# Given text
Database technologies

One school of thought is that database technology is indeed required, but that an object database would be far more appropriate than an RDB. There are two discussions to be had here, the religious and the practical. I don't feel up to arguing religion, but I do feel that object database technology is still sufficiently immature that it should be avoided in this case, by those of us who lack any experience in the field.

I did incidentally receive a comment from the author of Ganymede, friendly enough but understandably slightly put out that I had been so dismissive. In particular he was at pains to challenge my charge of parochialism, and perhaps he was right. Clearly a lot of the effort there has gone into the underlying general purpose object database, and if we did want to follow that faith then maybe this would be a good sect to join. It may also be that it is we who have the parochial requirements, not he. He did however point me to someone else who is wrestling with similar problems and apparently investing in the RDB faith. See http://staff.feldberg.brandeis.edu/~rcgraves/dhcp.html and http://staff.feldberg.brandeis.edu/~rcgraves/norm/, the former containing a useful survey of available address management technologies and implementations.

There were also a number of suggestions that PostgreSQL and sundry other RDBMs were worth a second look, but no counters to the fact that we already run the CS admin database on Oracle, affording the advantages of established expertise and ease of integration.

# Prompt
Decide whether each statement agrees with the text on database technologies, answering yes or no and quoting the deciding words: (a) The writer thinks object database technology should be avoided in this case. (b) The author of Ganymede sent a hostile comment. (c) The CS admin database already runs on PostgreSQL.

Extracted records
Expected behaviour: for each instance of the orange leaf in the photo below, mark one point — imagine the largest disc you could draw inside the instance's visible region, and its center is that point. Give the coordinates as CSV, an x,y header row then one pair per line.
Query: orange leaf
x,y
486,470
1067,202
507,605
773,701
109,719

# Answer box
(a) Yes: "object database technology is still sufficiently immature that it should be avoided in this case"
(b) No: "friendly enough but understandably slightly put out"
(c) No: "we already run the CS admin database on Oracle"